Start of Material shown

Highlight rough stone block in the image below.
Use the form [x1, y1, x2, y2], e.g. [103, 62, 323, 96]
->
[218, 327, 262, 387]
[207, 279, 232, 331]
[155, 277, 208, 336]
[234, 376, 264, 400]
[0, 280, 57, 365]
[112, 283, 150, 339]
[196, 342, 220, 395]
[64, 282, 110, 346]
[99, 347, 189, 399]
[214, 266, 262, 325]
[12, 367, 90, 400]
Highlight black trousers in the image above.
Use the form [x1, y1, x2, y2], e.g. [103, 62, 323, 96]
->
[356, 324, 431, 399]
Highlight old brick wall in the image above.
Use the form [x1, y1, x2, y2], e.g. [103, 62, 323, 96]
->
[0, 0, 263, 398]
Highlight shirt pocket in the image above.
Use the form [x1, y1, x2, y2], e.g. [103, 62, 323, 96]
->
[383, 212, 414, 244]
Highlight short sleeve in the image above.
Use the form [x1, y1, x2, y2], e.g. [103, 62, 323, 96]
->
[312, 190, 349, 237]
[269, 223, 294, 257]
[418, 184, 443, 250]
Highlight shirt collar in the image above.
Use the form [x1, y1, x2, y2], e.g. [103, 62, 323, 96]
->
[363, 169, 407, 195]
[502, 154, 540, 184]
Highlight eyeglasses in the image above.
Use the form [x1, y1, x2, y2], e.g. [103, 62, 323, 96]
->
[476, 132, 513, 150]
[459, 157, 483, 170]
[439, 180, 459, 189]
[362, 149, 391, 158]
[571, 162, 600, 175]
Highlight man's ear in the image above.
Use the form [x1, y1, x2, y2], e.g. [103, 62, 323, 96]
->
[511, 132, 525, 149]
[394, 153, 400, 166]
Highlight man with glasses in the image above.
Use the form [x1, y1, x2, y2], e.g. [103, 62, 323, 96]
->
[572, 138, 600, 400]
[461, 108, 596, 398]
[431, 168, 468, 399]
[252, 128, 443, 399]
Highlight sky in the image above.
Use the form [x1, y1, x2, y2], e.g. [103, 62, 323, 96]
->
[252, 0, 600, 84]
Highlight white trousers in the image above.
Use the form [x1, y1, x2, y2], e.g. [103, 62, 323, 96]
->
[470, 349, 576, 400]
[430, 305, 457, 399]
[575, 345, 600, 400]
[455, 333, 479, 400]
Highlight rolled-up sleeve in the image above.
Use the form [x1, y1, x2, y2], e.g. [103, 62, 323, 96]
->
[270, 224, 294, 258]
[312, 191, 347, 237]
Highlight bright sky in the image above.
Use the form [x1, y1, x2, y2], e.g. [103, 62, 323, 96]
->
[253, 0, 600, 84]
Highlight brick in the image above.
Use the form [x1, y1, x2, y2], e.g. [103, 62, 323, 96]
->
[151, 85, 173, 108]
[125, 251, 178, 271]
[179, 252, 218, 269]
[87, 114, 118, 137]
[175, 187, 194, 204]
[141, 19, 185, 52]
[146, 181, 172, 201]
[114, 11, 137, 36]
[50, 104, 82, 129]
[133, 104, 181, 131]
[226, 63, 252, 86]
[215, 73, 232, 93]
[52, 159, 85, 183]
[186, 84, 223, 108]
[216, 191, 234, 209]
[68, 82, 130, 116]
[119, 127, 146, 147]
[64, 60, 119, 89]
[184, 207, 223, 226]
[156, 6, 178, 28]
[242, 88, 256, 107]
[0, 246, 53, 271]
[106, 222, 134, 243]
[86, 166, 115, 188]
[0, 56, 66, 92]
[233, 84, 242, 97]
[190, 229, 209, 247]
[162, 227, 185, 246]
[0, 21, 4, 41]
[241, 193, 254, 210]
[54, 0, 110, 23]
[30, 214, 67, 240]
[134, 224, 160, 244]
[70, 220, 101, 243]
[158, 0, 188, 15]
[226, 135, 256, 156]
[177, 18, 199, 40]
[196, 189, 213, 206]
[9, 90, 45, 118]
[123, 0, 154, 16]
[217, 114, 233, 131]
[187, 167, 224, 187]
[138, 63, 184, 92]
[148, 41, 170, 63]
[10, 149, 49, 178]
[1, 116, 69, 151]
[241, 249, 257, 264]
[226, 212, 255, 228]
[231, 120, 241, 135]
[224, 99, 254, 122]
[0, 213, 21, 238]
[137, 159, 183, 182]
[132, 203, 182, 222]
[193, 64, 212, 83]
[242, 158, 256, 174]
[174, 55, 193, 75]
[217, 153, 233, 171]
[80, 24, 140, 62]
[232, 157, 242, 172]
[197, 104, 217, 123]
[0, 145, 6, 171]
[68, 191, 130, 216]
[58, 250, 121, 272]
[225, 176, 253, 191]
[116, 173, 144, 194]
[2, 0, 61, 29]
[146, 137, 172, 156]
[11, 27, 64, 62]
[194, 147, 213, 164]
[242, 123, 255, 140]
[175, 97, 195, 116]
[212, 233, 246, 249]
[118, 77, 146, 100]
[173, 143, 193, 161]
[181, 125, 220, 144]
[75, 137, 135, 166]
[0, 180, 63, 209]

End of Material shown

= Assignment =
Include the first line of the listing, the line with "Highlight white trousers in the image above.", and every line between them, each repeated exactly, and output only those.

= Solved exercise =
Highlight rough stone block in the image below.
Use the form [x1, y1, x2, y2], e.g. [103, 62, 323, 96]
->
[218, 327, 262, 387]
[207, 279, 232, 331]
[155, 277, 208, 336]
[234, 376, 264, 400]
[0, 280, 57, 365]
[112, 283, 150, 339]
[196, 342, 220, 395]
[64, 282, 110, 346]
[99, 347, 189, 399]
[214, 266, 262, 325]
[12, 367, 90, 400]
Highlight black trousers in the image above.
Use the form [x1, y1, x2, y2], e.g. [103, 62, 323, 96]
->
[356, 324, 431, 399]
Highlight old brick wall in the image above.
Use the form [x1, y1, x2, y2], e.g. [103, 62, 323, 96]
->
[0, 0, 263, 398]
Highlight shirt pocket in the image above.
Use the form [x1, y1, x2, y2], e.g. [103, 62, 323, 96]
->
[383, 212, 414, 244]
Highlight short sleeve in the image above.
Use the form [x1, y1, x2, y2], e.g. [103, 62, 323, 96]
->
[312, 190, 349, 237]
[269, 223, 294, 257]
[418, 184, 443, 250]
Highlight shirt collar in the image above.
Use the form [x1, y1, x2, y2], e.g. [103, 62, 323, 96]
->
[363, 169, 407, 195]
[502, 154, 540, 184]
Highlight eyeglasses in the image above.
Use the form [x1, y1, x2, y2], e.g. [103, 62, 323, 96]
->
[476, 132, 513, 150]
[459, 157, 483, 170]
[439, 180, 459, 189]
[362, 149, 391, 158]
[571, 162, 600, 175]
Highlight man's ear in the image above.
Use the form [x1, y1, x2, y2], e.g. [103, 62, 323, 96]
->
[511, 132, 525, 149]
[394, 153, 400, 166]
Highlight man with glasses in the image above.
Use the form [x1, y1, x2, y2], e.g. [103, 62, 323, 96]
->
[572, 138, 600, 400]
[461, 108, 596, 398]
[431, 168, 468, 399]
[252, 128, 443, 399]
Highlight sky in the image above.
Use the form [x1, y1, x2, y2], e.g. [103, 62, 323, 96]
->
[252, 0, 600, 84]
Highlight white trousers in the image above.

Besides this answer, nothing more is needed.